Written request:
Starting at the line that contains "Annotate the freight" and ending at the end of the data, rewrite the data with each occurrence of "freight train" replaced by "cargo train", leaving all else unchanged.

Data for this task:

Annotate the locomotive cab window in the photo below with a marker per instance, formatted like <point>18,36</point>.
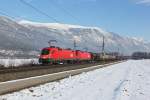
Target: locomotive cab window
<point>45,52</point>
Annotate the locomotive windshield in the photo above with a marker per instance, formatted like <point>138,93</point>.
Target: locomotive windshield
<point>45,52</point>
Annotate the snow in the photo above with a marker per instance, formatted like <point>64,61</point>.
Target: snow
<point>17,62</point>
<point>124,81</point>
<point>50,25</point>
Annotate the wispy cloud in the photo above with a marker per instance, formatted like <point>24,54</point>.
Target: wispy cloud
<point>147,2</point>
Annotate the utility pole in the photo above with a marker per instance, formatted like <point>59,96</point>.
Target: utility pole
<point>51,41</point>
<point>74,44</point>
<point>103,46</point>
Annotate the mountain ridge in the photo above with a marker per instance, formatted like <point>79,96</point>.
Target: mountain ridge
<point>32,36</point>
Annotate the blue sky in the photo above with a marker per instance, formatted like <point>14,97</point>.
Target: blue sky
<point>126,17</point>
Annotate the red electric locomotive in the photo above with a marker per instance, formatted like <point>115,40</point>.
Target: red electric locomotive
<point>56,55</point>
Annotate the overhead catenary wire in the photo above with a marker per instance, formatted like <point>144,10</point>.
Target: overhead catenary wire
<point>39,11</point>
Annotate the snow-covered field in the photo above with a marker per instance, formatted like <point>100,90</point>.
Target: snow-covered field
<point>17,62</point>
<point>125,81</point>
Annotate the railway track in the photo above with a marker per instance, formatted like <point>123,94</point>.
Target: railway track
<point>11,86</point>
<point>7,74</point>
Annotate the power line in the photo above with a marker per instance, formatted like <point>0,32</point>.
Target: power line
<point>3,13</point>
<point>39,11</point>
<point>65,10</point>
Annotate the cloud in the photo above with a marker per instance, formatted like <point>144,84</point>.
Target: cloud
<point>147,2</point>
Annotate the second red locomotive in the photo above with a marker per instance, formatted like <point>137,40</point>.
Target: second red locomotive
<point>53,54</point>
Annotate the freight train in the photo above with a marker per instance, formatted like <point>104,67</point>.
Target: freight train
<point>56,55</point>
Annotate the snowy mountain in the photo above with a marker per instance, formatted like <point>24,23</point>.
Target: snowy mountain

Response to this task:
Annotate the cargo train in the photo above with a marker per instance, formatted like <point>104,67</point>.
Target: cargo train
<point>56,55</point>
Annotate the snowy mountain in the photo above with a marker per instance, formatted like <point>24,23</point>.
Target: snowy mountain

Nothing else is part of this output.